**Your task**
Rewrite all the records below, substituting "Prompt" for "Query" wherever it appears and keeping everything else the same. Leave the pictures out of your answer.

**Source data**
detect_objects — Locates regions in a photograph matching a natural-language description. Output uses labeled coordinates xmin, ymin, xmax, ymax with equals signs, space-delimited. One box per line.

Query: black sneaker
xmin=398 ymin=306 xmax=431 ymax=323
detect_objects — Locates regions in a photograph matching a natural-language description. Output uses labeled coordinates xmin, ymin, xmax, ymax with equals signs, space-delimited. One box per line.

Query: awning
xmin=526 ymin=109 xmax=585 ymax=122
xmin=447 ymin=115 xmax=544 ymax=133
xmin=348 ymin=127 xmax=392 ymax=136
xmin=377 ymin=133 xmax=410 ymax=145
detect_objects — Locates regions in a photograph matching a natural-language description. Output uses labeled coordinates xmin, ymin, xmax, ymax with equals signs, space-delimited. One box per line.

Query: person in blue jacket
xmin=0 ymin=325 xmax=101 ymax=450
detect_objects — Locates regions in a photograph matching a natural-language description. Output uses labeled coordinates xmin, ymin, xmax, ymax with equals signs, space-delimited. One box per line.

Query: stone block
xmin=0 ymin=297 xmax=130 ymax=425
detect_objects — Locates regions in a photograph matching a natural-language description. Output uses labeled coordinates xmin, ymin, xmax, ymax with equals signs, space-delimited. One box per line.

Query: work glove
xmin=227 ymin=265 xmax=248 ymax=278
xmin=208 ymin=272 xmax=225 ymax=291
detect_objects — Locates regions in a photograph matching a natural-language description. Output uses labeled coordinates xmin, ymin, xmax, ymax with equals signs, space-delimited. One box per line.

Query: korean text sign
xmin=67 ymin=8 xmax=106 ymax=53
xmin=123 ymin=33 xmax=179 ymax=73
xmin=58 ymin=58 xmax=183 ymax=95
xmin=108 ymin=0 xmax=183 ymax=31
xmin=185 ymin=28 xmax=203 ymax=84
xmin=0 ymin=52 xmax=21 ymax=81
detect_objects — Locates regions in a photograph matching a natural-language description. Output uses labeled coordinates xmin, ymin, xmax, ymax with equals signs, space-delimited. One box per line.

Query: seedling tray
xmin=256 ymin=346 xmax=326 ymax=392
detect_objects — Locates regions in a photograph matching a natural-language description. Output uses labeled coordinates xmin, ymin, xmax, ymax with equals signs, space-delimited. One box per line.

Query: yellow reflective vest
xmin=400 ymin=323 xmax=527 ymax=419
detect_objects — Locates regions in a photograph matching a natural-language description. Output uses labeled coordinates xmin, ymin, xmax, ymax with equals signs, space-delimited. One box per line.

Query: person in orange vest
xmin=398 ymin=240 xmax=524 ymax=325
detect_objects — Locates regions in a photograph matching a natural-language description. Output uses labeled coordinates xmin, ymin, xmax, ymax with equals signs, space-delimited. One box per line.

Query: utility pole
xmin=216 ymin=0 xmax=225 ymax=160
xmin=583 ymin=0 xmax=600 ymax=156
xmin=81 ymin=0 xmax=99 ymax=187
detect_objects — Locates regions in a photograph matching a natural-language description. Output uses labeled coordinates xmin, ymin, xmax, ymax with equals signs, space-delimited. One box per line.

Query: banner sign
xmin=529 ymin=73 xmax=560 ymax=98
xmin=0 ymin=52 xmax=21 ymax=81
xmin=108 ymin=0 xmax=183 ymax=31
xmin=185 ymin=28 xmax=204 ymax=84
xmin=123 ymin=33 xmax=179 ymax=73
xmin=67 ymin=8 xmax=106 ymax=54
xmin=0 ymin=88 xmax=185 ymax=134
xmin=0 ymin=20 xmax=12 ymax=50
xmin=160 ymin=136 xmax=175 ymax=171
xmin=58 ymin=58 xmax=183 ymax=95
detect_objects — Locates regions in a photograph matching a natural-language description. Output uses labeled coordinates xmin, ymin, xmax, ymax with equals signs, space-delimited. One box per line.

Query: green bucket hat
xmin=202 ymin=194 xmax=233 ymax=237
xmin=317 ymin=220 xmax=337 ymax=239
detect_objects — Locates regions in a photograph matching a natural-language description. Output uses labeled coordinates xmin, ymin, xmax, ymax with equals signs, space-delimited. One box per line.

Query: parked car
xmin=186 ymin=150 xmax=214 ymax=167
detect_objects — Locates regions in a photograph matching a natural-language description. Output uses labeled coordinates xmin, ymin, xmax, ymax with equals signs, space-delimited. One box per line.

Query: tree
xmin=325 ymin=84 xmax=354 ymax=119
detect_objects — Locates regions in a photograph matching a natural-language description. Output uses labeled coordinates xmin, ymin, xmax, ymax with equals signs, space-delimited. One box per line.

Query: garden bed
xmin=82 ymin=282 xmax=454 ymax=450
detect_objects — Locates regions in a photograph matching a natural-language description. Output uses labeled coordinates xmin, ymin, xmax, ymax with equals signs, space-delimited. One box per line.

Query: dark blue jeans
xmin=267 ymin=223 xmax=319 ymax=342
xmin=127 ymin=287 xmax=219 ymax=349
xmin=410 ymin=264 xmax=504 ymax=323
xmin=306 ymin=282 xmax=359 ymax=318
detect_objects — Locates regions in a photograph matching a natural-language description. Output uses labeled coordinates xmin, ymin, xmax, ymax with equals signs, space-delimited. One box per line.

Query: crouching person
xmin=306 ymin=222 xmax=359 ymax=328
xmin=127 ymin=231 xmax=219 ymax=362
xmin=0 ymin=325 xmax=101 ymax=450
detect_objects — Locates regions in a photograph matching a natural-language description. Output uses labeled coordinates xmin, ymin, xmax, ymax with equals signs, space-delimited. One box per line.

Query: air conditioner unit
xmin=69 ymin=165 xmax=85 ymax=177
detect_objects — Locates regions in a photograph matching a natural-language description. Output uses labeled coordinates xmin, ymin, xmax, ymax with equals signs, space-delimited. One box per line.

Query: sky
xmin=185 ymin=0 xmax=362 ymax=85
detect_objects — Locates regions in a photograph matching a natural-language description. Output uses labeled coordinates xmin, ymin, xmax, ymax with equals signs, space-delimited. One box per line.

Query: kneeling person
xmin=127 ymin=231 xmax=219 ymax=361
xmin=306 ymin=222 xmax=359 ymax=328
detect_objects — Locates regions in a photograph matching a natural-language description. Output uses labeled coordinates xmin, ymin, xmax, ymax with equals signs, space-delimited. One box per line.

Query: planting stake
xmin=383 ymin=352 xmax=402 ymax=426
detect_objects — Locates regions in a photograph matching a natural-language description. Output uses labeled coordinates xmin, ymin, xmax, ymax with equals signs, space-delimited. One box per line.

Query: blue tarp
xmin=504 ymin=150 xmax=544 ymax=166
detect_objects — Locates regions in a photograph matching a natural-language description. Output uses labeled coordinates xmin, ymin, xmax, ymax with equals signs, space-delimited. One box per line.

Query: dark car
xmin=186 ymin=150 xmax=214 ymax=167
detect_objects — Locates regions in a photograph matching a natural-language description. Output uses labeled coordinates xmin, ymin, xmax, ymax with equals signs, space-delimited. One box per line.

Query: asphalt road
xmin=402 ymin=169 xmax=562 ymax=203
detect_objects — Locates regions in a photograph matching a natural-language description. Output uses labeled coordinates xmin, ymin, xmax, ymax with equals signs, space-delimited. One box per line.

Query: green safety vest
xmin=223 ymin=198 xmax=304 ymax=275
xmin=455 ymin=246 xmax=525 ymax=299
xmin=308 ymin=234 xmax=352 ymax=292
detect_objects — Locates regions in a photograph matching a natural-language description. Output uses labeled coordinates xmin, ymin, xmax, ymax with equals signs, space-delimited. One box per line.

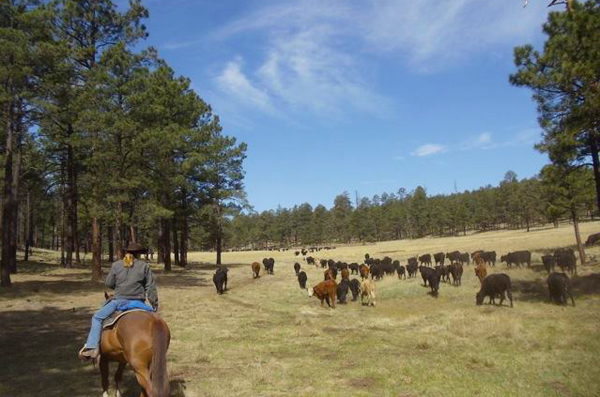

**Task output**
detect_objects — Locates regions in a photograph matching a natural-language description. Output uses labeled coordinates xmin, ymin, xmax, ymax with equals signs, space-delimited. One box per line.

Prompt: black sneaker
xmin=398 ymin=306 xmax=431 ymax=323
detect_objects — Locates regions in a photograph matching a natural-language description. Output uses labeled coordinates xmin, ymin, xmax, ymax with equals signs, space-delimited. One box per line.

Prompt: awning
xmin=526 ymin=109 xmax=585 ymax=122
xmin=447 ymin=115 xmax=544 ymax=133
xmin=348 ymin=127 xmax=392 ymax=136
xmin=377 ymin=133 xmax=410 ymax=145
detect_objects — Locates regions in a photograph matching a natural-language description. Output uses labeled coordinates xmin, ymin, xmax, ymax with equals signs, space-delimited. One box per line.

Prompt: person in blue jacket
xmin=0 ymin=325 xmax=101 ymax=450
detect_objects — Locates regions in a photograph matching a natural-language description. Output uses labeled coordinates xmin, ymin, xmax, ymax with equals signs, space-delimited. One box per line.

Prompt: stone block
xmin=0 ymin=297 xmax=130 ymax=425
detect_objects — Locates regions in a photograph matching a natural-language description. Output uses labeled coordinates xmin, ymin, xmax, ymax with equals signs, space-delimited. One box per line.

Prompt: work glove
xmin=227 ymin=265 xmax=248 ymax=278
xmin=208 ymin=272 xmax=225 ymax=291
detect_objects — Locates regions in a photograph matching a natural-language description. Output uses labeled coordinates xmin, ymin, xmax, ymax with equals signs, space-delimited. One box per line.

Prompt: korean text sign
xmin=67 ymin=8 xmax=106 ymax=53
xmin=123 ymin=33 xmax=179 ymax=73
xmin=58 ymin=58 xmax=183 ymax=95
xmin=108 ymin=0 xmax=183 ymax=31
xmin=185 ymin=28 xmax=203 ymax=84
xmin=0 ymin=52 xmax=21 ymax=81
detect_objects — Locates regions in a photograph matching a natural-language description. Output uses labeled coordinates xmin, ymin, xmax, ymax with equals signs, space-delimited. One box per line.

Prompt: seedling tray
xmin=256 ymin=346 xmax=326 ymax=392
detect_objects — Locates regions in a photograph matching a natural-language description. Output uses labeled coordinates xmin, ymin, xmax, ymax with equals signs, space-delimited. One box per line.

Prompt: yellow reflective vest
xmin=400 ymin=323 xmax=527 ymax=419
detect_objects — Locates regions in a photograph matching a natural-language description. Output uses labeled coordinates xmin, ymin, xmax, ymax with equals signs, space-delimited. One box per line.

Prompt: person in orange vest
xmin=398 ymin=240 xmax=524 ymax=325
detect_objects — Locates regions in a photograph matching a natural-language description. Output uses labeled coordinates xmin, ymin, xmax, ymax with equals signs, space-delimited. One box per line.

Prompt: utility pole
xmin=216 ymin=0 xmax=225 ymax=160
xmin=583 ymin=0 xmax=600 ymax=156
xmin=81 ymin=0 xmax=99 ymax=187
detect_objects — Locates regions in a photograph matching a natural-language description. Output uses labeled coordinates xmin, ymin, xmax, ymax with equals signs, space-delimited. One box per line.

Prompt: banner sign
xmin=529 ymin=73 xmax=560 ymax=98
xmin=0 ymin=52 xmax=21 ymax=81
xmin=108 ymin=0 xmax=183 ymax=31
xmin=185 ymin=28 xmax=204 ymax=84
xmin=123 ymin=33 xmax=179 ymax=73
xmin=67 ymin=8 xmax=106 ymax=54
xmin=0 ymin=88 xmax=185 ymax=134
xmin=0 ymin=20 xmax=12 ymax=50
xmin=160 ymin=136 xmax=175 ymax=171
xmin=58 ymin=58 xmax=183 ymax=95
detect_objects — Locates regions in a photograph matching a natural-language description. Output uses labeled coordinates xmin, ymin, xmax, ymax with equals signs, space-delimited. One box per line.

Prompt: green bucket hat
xmin=202 ymin=194 xmax=233 ymax=237
xmin=317 ymin=220 xmax=337 ymax=239
detect_objects — Locates regions in a photograph matching a natural-language description. Output uses labeled coordinates xmin, ymin, xmax, ymax with equals signs, space-delimited. One box per line.

Prompt: parked car
xmin=186 ymin=150 xmax=214 ymax=167
detect_objects — Locates regions in a photograph matching a natural-language description. Output uses labeled coordinates xmin, ymin, xmax, ymax with equals signs, space-delimited. One box per line.

Prompt: tree
xmin=325 ymin=84 xmax=354 ymax=119
detect_objects — Locates regions in a photograph matching a natural-language description. Output uses labeled coordinates xmin, ymin, xmax, ymax with equals signs, space-delimited. One box per line.

Prompt: garden bed
xmin=82 ymin=282 xmax=454 ymax=450
detect_objects — Locates regions in a photograph matching a natural-language description. Output uses labeled coordinates xmin, ymin, xmax, ymax with equals signs, space-delimited. One box per line.

Prompt: dark blue jeans
xmin=267 ymin=223 xmax=319 ymax=342
xmin=127 ymin=287 xmax=219 ymax=349
xmin=410 ymin=264 xmax=504 ymax=323
xmin=306 ymin=282 xmax=359 ymax=318
detect_objects — Locates regions in a photograph matching a natural-language description. Output uses labeled coordinates xmin, ymin, xmax, ymax with equals signs, space-delimited. One box per line.

Prompt: crouching person
xmin=306 ymin=222 xmax=359 ymax=328
xmin=127 ymin=231 xmax=219 ymax=362
xmin=0 ymin=325 xmax=101 ymax=450
detect_objects — Locates regions in a photograph matching a natural-language description. Output uses labeled coordinates xmin, ymin, xmax, ymax with equals signs, space-delimited. One box per line.

Prompt: air conditioner unit
xmin=69 ymin=165 xmax=85 ymax=177
detect_objects — Locates regions in a photograph matching a natural-language description. Output uses labeled coordinates xmin, ymin, xmax, ymax with equals signs, space-delimited. One box per line.

Prompt: sky
xmin=185 ymin=0 xmax=362 ymax=85
detect_objects — Locates regions in a photograph matching a natural-language description. Output uses labeled coordinates xmin, ymin, xmax, ymax with equals signs, space-delimited. One box per line.

Prompt: kneeling person
xmin=127 ymin=231 xmax=219 ymax=361
xmin=306 ymin=222 xmax=359 ymax=328
detect_objects — Locates regions in a photograph matching a natural-language description. Output uses labeled coordinates xmin, ymin, xmax, ymax with equals signs, space-delimited. One box per line.

Prompt: planting stake
xmin=383 ymin=352 xmax=402 ymax=426
detect_objects — Locates regions in a photograph matching a natural-language description. Output uses labeled coordinates xmin, ymin, xmax, ymax with equals signs, space-delimited. One box per line.

Prompt: blue tarp
xmin=504 ymin=150 xmax=544 ymax=166
detect_objects — Locates regions in a photograph matching a natural-language description. Output uses labeled coordinates xmin, ymin, xmax, ymax with equals signs, space-delimited. One box per line.

Prompt: dark car
xmin=186 ymin=150 xmax=214 ymax=167
detect_objects — Locates regions in a photograph matching a natural-language description. Output uses labeled coordinates xmin, ymin, xmax, ymax with equals signs, space-delimited. One box per line.

Prompt: asphalt road
xmin=402 ymin=169 xmax=562 ymax=203
detect_objects — Locates regions in a photograph matching a natural-language description. Output uses labeled coordinates xmin, ymin, xmax, ymax with equals signs, space-delimited. One box per line.

Prompt: green safety vest
xmin=223 ymin=198 xmax=304 ymax=275
xmin=455 ymin=246 xmax=525 ymax=299
xmin=308 ymin=234 xmax=352 ymax=292
detect_objects — Locates regions in a photograph matching a natural-language description. Output uses labeled coordinates xmin, ymin, xmax, ymax with equals signs, space-delimited. One box per line.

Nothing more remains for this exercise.